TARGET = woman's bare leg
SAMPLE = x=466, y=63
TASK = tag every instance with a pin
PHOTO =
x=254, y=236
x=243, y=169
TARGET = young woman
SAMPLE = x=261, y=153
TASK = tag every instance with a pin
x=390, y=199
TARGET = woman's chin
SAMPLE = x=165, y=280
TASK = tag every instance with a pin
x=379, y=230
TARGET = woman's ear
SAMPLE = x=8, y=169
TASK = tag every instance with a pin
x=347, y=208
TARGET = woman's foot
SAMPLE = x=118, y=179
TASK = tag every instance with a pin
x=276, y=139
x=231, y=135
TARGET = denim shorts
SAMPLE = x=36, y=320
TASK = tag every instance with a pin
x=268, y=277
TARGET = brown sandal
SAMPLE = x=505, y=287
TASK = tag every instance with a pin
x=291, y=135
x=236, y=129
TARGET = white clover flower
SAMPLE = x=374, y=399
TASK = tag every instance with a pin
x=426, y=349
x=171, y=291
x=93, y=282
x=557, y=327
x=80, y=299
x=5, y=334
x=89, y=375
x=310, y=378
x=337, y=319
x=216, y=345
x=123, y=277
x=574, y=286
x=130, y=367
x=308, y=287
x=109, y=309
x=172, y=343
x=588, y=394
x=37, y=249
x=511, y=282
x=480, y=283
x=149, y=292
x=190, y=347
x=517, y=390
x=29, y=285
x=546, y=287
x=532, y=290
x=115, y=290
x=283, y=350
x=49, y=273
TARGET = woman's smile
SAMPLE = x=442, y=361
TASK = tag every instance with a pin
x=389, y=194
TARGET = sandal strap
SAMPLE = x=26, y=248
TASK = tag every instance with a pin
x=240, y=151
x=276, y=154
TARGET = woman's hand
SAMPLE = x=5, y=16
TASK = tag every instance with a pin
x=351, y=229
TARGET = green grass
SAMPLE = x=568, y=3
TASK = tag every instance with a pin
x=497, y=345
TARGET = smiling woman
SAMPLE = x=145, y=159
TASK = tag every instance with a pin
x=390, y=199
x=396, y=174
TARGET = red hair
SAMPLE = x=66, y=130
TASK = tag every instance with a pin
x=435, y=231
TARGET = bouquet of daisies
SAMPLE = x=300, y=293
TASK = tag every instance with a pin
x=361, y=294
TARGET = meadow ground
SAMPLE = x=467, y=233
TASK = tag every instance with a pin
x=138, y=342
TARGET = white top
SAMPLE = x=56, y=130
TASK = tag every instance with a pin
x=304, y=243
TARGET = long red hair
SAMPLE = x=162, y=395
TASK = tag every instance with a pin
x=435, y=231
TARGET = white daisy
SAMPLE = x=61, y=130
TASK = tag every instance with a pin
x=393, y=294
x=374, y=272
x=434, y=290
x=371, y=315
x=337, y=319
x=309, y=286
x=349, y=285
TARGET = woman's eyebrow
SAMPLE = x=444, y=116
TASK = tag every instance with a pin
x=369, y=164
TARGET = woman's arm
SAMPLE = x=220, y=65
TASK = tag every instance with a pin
━━━━━━━━━━━━━━━━
▶ _Work to be completed_
All lines from the one with "TARGET = smiling woman" to the end of the material above should be copied exactly, both ends included, and nothing else.

▶ _Result for this exercise_
TARGET = smiling woman
SAMPLE = x=145, y=159
TASK = tag every instance with a pin
x=390, y=199
x=396, y=174
TARGET = red hair
SAMPLE = x=66, y=130
TASK = tag every instance with a pin
x=435, y=231
TARGET = bouquet of daisies
SAMPLE = x=300, y=293
TASK = tag every instance with a pin
x=361, y=294
TARGET = meadow ground
SAMPLE = x=467, y=233
TASK = tag every instance with a pin
x=138, y=342
TARGET = white top
SAMPLE = x=56, y=130
TASK = tag every instance with a pin
x=304, y=243
TARGET = long red hair
SAMPLE = x=162, y=395
TASK = tag every instance with a pin
x=435, y=231
TARGET = white daisy
SAMPLE = x=61, y=130
TASK = tag every instance with a pin
x=393, y=294
x=374, y=272
x=434, y=290
x=371, y=315
x=337, y=319
x=309, y=286
x=349, y=285
TARGET = woman's eyebrow
SAMPLE = x=444, y=116
TASK = tag every instance with a pin
x=369, y=164
TARGET = woman's arm
SAMPLE = x=220, y=65
TASK = tag every instance with a pin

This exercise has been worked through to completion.